What you have to do: Transcribe the records in their entirety, exactly as given.

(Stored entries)
# # # #
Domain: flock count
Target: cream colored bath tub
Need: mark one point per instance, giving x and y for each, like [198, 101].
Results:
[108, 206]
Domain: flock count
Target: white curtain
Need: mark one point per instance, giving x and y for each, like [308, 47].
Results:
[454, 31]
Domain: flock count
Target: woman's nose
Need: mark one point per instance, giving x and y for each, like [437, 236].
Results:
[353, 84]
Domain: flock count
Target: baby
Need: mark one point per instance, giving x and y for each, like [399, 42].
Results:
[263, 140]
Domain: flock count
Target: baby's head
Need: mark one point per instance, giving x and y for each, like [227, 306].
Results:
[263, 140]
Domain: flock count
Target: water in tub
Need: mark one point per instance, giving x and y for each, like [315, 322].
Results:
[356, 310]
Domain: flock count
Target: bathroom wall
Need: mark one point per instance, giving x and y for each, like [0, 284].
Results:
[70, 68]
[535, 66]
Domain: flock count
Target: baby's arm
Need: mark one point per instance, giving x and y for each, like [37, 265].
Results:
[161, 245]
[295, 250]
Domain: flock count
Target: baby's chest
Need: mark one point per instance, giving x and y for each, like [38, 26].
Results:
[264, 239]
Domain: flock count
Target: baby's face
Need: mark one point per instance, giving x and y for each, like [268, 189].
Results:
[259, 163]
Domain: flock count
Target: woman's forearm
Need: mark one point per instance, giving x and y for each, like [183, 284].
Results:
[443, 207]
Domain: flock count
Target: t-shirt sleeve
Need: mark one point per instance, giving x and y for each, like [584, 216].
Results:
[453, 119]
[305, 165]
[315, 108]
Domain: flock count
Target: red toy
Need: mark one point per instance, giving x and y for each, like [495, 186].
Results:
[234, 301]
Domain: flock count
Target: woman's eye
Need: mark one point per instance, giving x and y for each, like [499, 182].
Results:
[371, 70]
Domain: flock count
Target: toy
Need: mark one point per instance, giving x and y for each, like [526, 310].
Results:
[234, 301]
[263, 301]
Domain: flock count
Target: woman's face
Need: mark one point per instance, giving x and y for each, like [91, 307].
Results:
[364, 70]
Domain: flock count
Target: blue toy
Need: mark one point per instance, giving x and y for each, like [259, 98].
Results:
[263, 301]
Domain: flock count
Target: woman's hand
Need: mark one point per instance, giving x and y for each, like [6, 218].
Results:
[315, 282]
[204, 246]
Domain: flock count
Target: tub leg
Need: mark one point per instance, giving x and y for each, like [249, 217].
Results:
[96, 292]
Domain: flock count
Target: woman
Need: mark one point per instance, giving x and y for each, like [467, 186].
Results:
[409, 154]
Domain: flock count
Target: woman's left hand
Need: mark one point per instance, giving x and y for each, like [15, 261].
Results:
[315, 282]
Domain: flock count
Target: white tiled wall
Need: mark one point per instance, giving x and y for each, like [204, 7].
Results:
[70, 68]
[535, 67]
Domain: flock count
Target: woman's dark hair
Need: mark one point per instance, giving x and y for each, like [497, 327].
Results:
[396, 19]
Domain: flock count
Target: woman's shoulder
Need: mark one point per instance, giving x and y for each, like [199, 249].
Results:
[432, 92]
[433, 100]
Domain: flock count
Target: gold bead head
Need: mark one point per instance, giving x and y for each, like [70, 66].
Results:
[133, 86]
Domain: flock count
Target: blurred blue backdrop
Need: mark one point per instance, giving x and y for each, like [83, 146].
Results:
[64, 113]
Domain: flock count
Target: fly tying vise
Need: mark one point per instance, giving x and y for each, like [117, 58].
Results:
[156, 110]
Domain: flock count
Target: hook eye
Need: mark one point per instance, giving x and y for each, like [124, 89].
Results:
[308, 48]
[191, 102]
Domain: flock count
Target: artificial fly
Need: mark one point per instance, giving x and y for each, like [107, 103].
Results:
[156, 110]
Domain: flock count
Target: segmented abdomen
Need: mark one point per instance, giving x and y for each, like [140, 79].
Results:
# # # #
Solved problem:
Domain: flock count
Target: cream colored bath tub
Need: mark one point per instance, giving x and y for each, like [198, 101].
Results:
[108, 206]
Domain: flock count
Target: white curtain
Need: mark one point per instance, giving x and y for each, like [308, 47].
Results:
[454, 31]
Domain: flock count
Target: woman's nose
Need: mark one point per instance, giving x and y for each, like [437, 236].
Results:
[353, 84]
Domain: flock count
Target: baby
Need: mark one point per instance, giving x and y for each, like [399, 42].
Results:
[263, 140]
Domain: flock count
Target: baby's head
Need: mark one point per instance, giving x and y for each, like [227, 306].
Results:
[263, 140]
Domain: flock count
Target: water in tub
Need: mark one point per instance, giving x and y for each, like [315, 322].
Results:
[356, 310]
Domain: flock count
Target: bathroom wall
Need: mark one point per instance, giving x and y for each, like [0, 284].
Results:
[70, 68]
[535, 66]
Domain: flock count
Target: baby's arm
Need: mark one point per instance, giving x and y for each, like [37, 265].
Results:
[161, 245]
[295, 250]
Domain: flock count
Target: baby's chest
Need: mark one point per instance, giving x and y for each, like [38, 26].
Results:
[264, 239]
Domain: flock count
Target: baby's face
Need: mark one point per instance, giving x and y for each, like [268, 189].
Results:
[259, 163]
Domain: flock count
Target: woman's forearm
Need: mark one point per instance, giving x and y for each, like [183, 284].
Results:
[443, 207]
Domain: flock count
Target: t-shirt sleeve
Need: mark one point per instance, giving x and y for each, like [584, 216].
Results:
[453, 119]
[305, 165]
[315, 108]
Domain: flock count
Target: red toy
Need: mark one point per instance, giving x and y for each, like [495, 186].
Results:
[234, 301]
Domain: flock count
Target: woman's eye
Need: mark one point per instance, giving x and y for each, like [499, 182].
Results:
[371, 70]
Domain: flock count
Target: toy
Need: mark one point per instance, giving x and y for each, like [526, 310].
Results:
[234, 301]
[263, 301]
Domain: flock count
Target: woman's face
Need: mark one point per instance, giving x and y for each, like [91, 307].
Results:
[364, 70]
Domain: flock count
Target: blue toy
Need: mark one point per instance, giving x and y for each, like [259, 98].
Results:
[263, 301]
Domain: flock count
Target: woman's hand
Need: mark one point per instance, giving x and y for each, like [6, 218].
Results:
[315, 282]
[204, 246]
Domain: flock count
Target: tub leg
Need: mark one point per instance, giving x and y for each, like [249, 217].
Results:
[96, 292]
Domain: flock count
Target: woman
Need: mark one point per instance, giving x and y for each, like [467, 186].
Results:
[409, 154]
Domain: flock count
Target: woman's left hand
Need: mark one point per instance, giving x and y for each, like [15, 261].
Results:
[315, 282]
Domain: flock count
Target: white tiled wall
Need: mark one point per instance, giving x and y for each, like [204, 7].
Results:
[70, 68]
[535, 67]
Domain: flock count
Target: woman's dark hair
Need: mark one point per instance, giving x and y for each, like [497, 327].
Results:
[396, 19]
Domain: flock count
Target: woman's shoulder
Need: mark one point per instance, giving x and y for each, like [199, 249].
Results:
[432, 92]
[433, 100]
Domain: flock count
Target: gold bead head
Need: mark one point per instance, giving x and y for each, like [70, 66].
Results:
[133, 86]
Domain: flock count
Target: blurred blue backdrop
Need: mark one point per instance, giving x and y for each, like [83, 146].
Results:
[64, 113]
Domain: flock count
Target: fly tying vise
Need: mark one point per instance, giving x and y for each, like [117, 58].
Results:
[156, 110]
Domain: flock count
Target: hook eye
Need: mark one point per instance, giving x and y for each, like [124, 89].
Results:
[308, 48]
[191, 102]
Domain: flock count
Target: artificial fly
Need: mark one point per instance, giving x and y for each, like [107, 103].
Results:
[156, 110]
Domain: flock count
Target: segmented abdomen
Need: mark one point per instance, giving x and y for each, like [140, 79].
Results:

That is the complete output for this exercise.